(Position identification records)
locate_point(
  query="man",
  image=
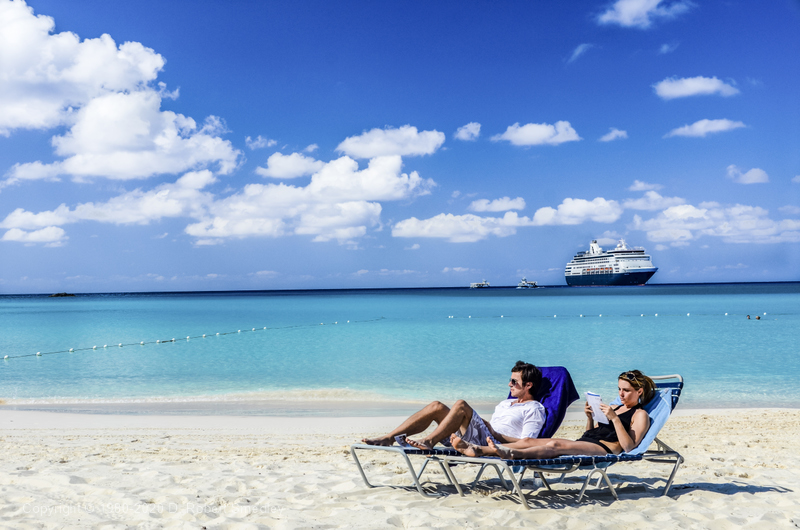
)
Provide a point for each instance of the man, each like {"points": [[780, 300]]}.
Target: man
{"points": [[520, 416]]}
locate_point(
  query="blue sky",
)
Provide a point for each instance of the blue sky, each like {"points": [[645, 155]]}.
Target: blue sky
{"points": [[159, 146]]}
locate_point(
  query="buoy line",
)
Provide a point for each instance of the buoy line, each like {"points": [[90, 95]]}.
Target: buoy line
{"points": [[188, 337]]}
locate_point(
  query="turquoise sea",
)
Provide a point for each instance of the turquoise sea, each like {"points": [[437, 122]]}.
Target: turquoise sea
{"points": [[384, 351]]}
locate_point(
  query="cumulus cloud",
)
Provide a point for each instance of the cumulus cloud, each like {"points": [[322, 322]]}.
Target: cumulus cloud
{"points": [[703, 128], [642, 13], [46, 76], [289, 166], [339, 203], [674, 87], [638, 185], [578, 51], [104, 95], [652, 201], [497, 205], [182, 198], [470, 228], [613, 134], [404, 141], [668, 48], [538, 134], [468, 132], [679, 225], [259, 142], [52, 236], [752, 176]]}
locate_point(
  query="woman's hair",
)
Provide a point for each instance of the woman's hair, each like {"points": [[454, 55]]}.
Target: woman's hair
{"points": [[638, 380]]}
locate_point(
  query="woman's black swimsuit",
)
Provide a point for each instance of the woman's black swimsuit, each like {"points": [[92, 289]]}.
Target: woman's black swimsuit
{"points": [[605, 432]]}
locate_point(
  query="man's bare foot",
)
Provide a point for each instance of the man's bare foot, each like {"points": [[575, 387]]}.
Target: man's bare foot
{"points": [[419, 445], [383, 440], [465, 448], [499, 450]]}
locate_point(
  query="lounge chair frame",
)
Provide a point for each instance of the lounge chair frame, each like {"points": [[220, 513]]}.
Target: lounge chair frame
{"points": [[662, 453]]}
--
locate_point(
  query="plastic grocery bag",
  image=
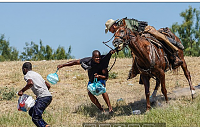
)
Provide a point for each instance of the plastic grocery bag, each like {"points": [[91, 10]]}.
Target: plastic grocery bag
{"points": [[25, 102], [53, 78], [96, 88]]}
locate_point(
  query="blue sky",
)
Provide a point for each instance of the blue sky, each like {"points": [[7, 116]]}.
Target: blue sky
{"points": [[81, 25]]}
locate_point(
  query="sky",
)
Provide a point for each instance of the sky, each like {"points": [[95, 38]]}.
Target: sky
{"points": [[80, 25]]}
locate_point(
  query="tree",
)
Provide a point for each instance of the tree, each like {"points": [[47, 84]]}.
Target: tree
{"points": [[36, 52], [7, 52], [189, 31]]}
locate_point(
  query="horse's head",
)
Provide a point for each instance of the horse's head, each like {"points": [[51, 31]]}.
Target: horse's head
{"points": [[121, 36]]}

### Written request
Gather every line of the records that contains the string "grocery", treating uppercase and lowercase as distinct.

### Written response
  query="plastic grocery bag",
Provide a point for each instance of the plastic grocery bag, each like {"points": [[91, 10]]}.
Target: plastic grocery bag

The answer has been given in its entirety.